WRITTEN INSTRUCTION ::
Produce a verbatim transcription of the records below, beginning at the line containing "television stand, positioned" and ending at the final line; include only those lines.

AVAILABLE RECORDS ::
+ + + + + + +
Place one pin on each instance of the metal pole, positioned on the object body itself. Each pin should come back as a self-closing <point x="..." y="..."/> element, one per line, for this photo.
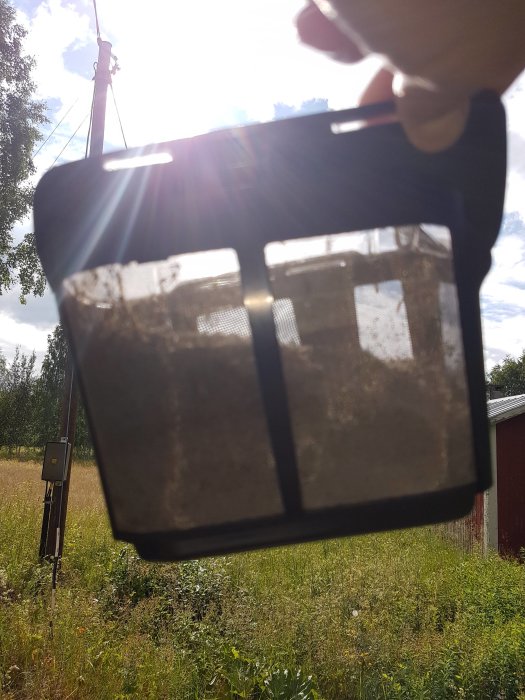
<point x="57" y="511"/>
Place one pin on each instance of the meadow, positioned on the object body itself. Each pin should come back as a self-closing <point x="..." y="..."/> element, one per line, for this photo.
<point x="395" y="615"/>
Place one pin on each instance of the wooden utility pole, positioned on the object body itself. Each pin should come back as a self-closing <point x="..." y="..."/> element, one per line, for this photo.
<point x="55" y="510"/>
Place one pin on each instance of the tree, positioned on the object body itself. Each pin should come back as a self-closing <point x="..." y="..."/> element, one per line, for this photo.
<point x="17" y="390"/>
<point x="509" y="375"/>
<point x="50" y="396"/>
<point x="20" y="117"/>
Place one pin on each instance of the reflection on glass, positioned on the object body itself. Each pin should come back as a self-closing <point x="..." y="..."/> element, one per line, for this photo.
<point x="376" y="387"/>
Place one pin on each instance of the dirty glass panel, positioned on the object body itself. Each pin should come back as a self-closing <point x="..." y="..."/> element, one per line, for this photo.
<point x="376" y="385"/>
<point x="171" y="387"/>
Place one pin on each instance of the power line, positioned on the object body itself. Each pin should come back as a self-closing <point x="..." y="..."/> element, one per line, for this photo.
<point x="118" y="115"/>
<point x="56" y="127"/>
<point x="70" y="139"/>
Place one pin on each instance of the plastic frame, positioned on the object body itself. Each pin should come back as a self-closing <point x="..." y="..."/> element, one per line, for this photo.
<point x="243" y="188"/>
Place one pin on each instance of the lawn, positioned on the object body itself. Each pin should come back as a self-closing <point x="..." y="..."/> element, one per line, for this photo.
<point x="396" y="615"/>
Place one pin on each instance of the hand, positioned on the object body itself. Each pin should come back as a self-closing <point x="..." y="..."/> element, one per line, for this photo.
<point x="438" y="53"/>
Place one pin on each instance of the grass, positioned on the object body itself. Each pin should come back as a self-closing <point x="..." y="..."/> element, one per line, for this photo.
<point x="397" y="615"/>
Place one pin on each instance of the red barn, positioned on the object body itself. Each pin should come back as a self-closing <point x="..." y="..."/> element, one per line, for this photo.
<point x="504" y="504"/>
<point x="497" y="520"/>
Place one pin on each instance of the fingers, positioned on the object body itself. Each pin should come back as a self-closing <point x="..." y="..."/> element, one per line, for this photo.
<point x="433" y="120"/>
<point x="319" y="32"/>
<point x="379" y="89"/>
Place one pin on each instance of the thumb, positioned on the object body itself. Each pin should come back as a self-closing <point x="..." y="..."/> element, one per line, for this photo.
<point x="432" y="119"/>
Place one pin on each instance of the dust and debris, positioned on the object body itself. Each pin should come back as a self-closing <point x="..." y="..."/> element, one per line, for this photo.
<point x="178" y="408"/>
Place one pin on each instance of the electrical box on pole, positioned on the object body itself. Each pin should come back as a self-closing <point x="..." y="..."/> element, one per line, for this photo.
<point x="56" y="499"/>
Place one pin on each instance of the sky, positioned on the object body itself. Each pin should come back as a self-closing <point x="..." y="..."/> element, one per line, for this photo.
<point x="188" y="67"/>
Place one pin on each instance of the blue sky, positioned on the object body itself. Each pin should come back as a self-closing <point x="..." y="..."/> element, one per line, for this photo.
<point x="187" y="67"/>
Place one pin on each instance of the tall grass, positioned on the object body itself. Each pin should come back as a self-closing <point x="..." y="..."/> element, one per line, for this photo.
<point x="397" y="615"/>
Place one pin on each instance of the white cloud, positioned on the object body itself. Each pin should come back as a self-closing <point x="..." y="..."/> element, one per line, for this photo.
<point x="29" y="337"/>
<point x="190" y="66"/>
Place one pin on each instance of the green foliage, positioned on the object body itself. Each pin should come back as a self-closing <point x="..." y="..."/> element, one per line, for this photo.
<point x="397" y="615"/>
<point x="509" y="375"/>
<point x="30" y="406"/>
<point x="20" y="117"/>
<point x="17" y="391"/>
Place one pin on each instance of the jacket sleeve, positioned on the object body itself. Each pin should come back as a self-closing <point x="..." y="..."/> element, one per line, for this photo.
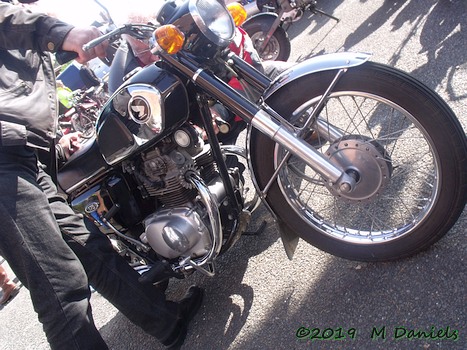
<point x="22" y="29"/>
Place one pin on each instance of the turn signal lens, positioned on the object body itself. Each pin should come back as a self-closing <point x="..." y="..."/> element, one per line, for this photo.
<point x="238" y="13"/>
<point x="169" y="38"/>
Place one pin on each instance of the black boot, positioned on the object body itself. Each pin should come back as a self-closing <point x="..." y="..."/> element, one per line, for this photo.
<point x="189" y="306"/>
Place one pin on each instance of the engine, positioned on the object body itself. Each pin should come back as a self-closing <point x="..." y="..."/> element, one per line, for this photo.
<point x="180" y="224"/>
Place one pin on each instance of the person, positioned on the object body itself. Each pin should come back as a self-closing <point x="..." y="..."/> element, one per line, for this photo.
<point x="54" y="252"/>
<point x="9" y="288"/>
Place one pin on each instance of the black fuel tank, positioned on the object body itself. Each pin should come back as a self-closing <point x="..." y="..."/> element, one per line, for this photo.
<point x="147" y="108"/>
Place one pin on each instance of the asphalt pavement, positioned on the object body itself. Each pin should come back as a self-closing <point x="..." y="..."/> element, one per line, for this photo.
<point x="261" y="300"/>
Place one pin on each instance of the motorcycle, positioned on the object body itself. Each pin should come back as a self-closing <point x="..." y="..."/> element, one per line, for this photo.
<point x="133" y="54"/>
<point x="354" y="157"/>
<point x="268" y="29"/>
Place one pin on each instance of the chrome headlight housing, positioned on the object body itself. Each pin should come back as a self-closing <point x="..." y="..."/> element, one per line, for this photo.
<point x="213" y="20"/>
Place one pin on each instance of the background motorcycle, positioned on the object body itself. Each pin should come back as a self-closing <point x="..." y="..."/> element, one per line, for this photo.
<point x="355" y="157"/>
<point x="268" y="29"/>
<point x="79" y="109"/>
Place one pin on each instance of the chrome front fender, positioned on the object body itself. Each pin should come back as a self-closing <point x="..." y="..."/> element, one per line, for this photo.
<point x="342" y="60"/>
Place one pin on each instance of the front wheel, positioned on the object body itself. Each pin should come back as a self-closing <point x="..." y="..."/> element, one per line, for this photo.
<point x="278" y="46"/>
<point x="397" y="138"/>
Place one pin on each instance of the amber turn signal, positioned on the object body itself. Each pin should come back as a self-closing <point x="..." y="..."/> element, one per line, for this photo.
<point x="169" y="38"/>
<point x="237" y="12"/>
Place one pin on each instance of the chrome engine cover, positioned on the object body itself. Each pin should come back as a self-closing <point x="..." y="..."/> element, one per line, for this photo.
<point x="177" y="232"/>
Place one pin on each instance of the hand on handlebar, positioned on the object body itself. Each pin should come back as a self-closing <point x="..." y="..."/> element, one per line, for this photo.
<point x="77" y="37"/>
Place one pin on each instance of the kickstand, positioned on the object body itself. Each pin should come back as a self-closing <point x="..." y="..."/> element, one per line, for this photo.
<point x="315" y="10"/>
<point x="258" y="231"/>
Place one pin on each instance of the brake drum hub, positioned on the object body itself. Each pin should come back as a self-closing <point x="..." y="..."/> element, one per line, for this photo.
<point x="366" y="161"/>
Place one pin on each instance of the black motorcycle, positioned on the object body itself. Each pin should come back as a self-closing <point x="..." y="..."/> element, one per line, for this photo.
<point x="268" y="29"/>
<point x="355" y="157"/>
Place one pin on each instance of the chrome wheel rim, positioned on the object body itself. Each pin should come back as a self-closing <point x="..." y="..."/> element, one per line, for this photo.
<point x="404" y="201"/>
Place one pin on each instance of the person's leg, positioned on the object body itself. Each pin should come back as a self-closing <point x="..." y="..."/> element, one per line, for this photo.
<point x="108" y="273"/>
<point x="34" y="248"/>
<point x="8" y="286"/>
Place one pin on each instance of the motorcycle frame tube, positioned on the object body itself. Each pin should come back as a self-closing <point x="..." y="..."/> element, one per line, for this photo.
<point x="261" y="120"/>
<point x="251" y="75"/>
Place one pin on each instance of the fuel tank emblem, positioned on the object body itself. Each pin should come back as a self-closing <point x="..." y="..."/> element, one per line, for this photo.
<point x="91" y="207"/>
<point x="139" y="109"/>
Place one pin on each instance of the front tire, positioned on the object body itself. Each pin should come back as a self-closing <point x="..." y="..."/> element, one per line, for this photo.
<point x="404" y="143"/>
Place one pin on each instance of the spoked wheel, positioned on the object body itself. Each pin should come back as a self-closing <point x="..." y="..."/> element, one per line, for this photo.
<point x="399" y="141"/>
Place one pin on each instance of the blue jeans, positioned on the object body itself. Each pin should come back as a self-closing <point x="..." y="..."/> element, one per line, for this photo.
<point x="36" y="232"/>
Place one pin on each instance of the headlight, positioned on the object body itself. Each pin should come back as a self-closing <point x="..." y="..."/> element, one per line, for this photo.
<point x="213" y="20"/>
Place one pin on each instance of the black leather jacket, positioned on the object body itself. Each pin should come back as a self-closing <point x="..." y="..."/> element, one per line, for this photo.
<point x="28" y="103"/>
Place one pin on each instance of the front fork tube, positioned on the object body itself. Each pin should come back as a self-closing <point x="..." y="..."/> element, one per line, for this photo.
<point x="263" y="121"/>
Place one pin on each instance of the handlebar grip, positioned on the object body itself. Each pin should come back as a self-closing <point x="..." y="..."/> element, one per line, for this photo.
<point x="65" y="56"/>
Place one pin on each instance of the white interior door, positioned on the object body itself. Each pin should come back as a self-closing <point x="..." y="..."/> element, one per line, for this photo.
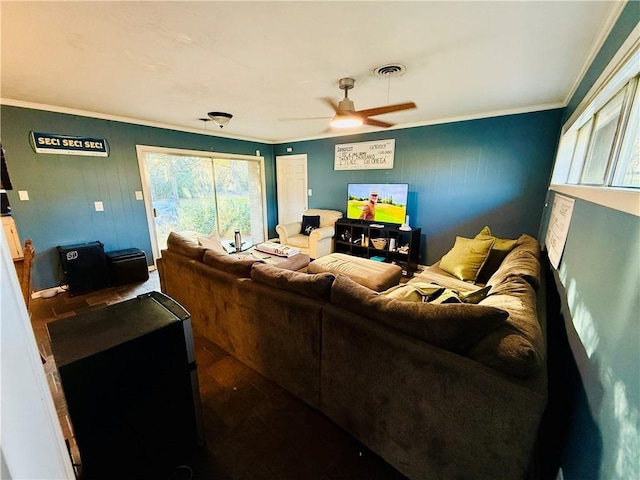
<point x="291" y="173"/>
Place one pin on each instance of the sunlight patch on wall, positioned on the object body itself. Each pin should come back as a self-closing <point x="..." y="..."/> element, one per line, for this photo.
<point x="581" y="316"/>
<point x="627" y="465"/>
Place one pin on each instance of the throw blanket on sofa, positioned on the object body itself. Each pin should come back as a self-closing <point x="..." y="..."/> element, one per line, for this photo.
<point x="434" y="293"/>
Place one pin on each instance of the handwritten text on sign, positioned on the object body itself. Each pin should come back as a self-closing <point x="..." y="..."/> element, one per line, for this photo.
<point x="365" y="155"/>
<point x="558" y="228"/>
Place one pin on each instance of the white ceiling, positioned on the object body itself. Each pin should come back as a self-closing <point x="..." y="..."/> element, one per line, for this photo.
<point x="169" y="63"/>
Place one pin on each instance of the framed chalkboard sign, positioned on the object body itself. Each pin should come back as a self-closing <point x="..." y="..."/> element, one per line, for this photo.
<point x="376" y="155"/>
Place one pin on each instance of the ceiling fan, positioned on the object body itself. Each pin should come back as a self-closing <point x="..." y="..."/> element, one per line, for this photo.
<point x="347" y="116"/>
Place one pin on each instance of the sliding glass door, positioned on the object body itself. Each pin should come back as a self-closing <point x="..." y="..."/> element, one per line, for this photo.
<point x="196" y="193"/>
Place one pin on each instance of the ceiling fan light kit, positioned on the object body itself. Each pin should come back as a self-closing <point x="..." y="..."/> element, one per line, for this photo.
<point x="348" y="117"/>
<point x="220" y="118"/>
<point x="346" y="121"/>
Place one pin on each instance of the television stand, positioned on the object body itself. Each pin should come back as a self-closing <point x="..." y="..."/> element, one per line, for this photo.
<point x="367" y="240"/>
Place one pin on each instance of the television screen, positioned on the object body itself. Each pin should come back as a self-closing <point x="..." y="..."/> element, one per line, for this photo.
<point x="379" y="202"/>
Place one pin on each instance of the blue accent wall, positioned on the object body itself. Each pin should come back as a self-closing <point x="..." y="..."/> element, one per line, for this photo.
<point x="461" y="175"/>
<point x="63" y="188"/>
<point x="595" y="352"/>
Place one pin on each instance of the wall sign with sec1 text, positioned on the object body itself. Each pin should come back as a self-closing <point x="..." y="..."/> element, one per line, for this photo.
<point x="365" y="155"/>
<point x="68" y="145"/>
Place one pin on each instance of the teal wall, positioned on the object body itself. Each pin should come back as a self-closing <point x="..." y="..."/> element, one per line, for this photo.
+ + + + + + +
RESULT OF THIS TASK ::
Place one pin on each instance of the television stand, positioned on the object body itself. Each pin should come back as a self-closing <point x="..." y="..."/> element, one per line, for this photo.
<point x="367" y="240"/>
Place one pin on each instance of the television screen, positioned on the object body itself. Each pin should come back as a self-closing <point x="..." y="..."/> element, one per line, for this photo.
<point x="379" y="202"/>
Place one pin on each instance of the blue accent wall, positioned on the object body itself. Each pin should come back as a self-closing <point x="..." y="..."/> element, one per line, for this photo.
<point x="461" y="175"/>
<point x="63" y="188"/>
<point x="595" y="352"/>
Place one pin on each instance of the wall sign with sec1 text, positioned on the object body itself. Each pin should come back as a self-closing <point x="..." y="..."/> element, one per line, for this photo.
<point x="365" y="155"/>
<point x="68" y="145"/>
Place one pin on each instance of the teal wall, positioned on the object body itself. Each pin should come back as a self-closing <point x="..." y="..."/> element, one per line, for this photo.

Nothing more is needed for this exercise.